## Begin DATA SUPPLIED
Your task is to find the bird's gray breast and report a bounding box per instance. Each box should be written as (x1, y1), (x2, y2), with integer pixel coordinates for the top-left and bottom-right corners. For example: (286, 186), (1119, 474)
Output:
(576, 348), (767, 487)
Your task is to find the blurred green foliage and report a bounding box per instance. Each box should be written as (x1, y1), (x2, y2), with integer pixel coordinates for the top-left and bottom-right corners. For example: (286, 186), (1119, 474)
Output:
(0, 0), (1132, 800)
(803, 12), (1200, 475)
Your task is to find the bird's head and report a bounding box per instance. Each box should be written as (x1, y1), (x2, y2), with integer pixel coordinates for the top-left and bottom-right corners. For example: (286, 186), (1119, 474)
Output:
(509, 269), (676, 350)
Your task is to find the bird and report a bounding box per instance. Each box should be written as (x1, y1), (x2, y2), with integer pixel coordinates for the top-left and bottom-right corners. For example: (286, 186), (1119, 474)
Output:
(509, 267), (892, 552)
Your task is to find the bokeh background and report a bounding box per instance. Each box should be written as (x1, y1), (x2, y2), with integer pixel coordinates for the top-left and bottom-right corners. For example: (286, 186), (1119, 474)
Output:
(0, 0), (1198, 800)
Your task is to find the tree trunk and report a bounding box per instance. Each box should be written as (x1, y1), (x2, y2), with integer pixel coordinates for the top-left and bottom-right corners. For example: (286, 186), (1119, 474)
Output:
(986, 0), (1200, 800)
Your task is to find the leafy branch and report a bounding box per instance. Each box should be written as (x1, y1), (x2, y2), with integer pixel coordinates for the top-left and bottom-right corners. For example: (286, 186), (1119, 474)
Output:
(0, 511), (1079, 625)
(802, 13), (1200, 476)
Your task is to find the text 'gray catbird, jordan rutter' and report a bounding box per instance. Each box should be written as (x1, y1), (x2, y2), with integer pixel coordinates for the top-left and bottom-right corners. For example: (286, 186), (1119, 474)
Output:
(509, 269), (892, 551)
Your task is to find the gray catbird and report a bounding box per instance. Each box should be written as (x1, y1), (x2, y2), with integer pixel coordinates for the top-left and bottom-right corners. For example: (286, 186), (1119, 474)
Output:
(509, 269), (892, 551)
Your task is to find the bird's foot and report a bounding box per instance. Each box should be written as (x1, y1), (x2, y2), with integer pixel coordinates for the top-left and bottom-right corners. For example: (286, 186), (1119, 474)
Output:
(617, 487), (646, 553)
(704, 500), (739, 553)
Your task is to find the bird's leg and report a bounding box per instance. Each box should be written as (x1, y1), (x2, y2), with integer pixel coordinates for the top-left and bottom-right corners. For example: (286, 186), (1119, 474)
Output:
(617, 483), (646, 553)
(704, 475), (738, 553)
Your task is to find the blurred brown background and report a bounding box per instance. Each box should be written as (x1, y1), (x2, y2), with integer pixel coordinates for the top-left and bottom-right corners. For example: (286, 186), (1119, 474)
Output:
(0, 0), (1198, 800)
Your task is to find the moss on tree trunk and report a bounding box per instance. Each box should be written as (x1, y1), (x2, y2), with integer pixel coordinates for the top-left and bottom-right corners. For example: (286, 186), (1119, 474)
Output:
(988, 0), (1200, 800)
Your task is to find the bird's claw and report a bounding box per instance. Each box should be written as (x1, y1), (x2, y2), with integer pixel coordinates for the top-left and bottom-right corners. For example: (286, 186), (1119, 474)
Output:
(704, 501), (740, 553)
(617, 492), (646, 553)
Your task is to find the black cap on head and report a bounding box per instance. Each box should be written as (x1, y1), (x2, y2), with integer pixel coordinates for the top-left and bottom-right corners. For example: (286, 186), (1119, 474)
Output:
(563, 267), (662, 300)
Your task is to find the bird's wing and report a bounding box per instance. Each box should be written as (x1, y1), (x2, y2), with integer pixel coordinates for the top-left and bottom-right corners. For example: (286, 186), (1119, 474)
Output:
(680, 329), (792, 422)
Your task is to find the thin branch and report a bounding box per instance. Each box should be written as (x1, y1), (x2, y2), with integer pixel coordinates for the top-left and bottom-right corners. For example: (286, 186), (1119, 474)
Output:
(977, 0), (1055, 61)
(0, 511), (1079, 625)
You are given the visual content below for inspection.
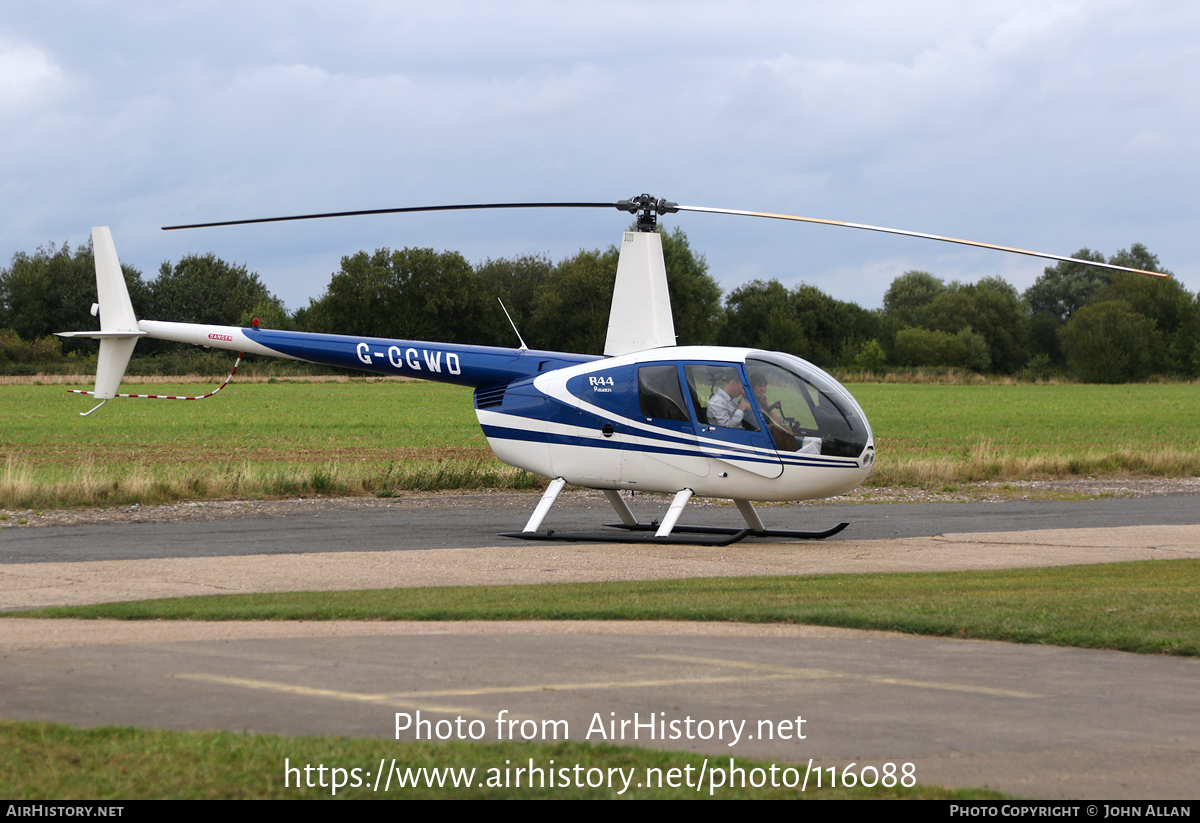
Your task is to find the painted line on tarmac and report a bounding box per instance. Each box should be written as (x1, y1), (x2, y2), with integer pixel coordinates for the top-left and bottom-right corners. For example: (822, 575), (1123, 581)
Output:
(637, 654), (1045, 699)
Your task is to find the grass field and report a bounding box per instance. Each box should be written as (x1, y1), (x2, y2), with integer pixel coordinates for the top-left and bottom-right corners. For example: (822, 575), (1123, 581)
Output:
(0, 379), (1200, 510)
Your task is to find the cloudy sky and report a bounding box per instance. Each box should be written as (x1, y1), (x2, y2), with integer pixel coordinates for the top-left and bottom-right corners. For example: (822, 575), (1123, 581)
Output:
## End DATA SUPPLIED
Quote verbatim the part of the data above that opens with the line containing "Your task is to find the leafy" and closes with the line containing "(704, 475), (738, 553)", including both of those lines.

Your task is to find the leafy branch and report a bounding box per instance. Each box should be written as (x1, y1), (x2, y2), with integer pixel coordinates for the top-left and bottom-right corners. For example: (286, 186), (1119, 474)
Output:
(0, 511), (1079, 625)
(802, 13), (1200, 476)
Your task is to find the text 'gray catbird, jordan rutter' and report a bounding box per instance. Each box should be written as (x1, y1), (x2, y2), with integer pixel coordinates for the top-left and bottom-right corners. For example: (286, 186), (1119, 474)
Output:
(509, 269), (892, 551)
Your task is to find the gray catbird and report a bounding box per instance. Each box should be written as (x1, y1), (x2, y2), with integer pixel coordinates for the top-left and bottom-right corners. For example: (286, 186), (1119, 474)
Output:
(509, 269), (892, 551)
Your task is to find the bird's foot and report a bounding box per instance. Each box should be written as (x1, y1), (x2, y2), with integer pixel coordinates for the top-left and bottom-right corners. For example: (286, 186), (1119, 474)
Output:
(617, 487), (646, 553)
(704, 500), (739, 553)
Your task is to find the bird's leg and report a bounding box per instance. Each box should be written as (x1, y1), (x2, y2), with integer pixel coordinates for the top-left and bottom-right corners. For example: (286, 186), (1119, 474)
Output:
(617, 483), (646, 553)
(704, 475), (738, 553)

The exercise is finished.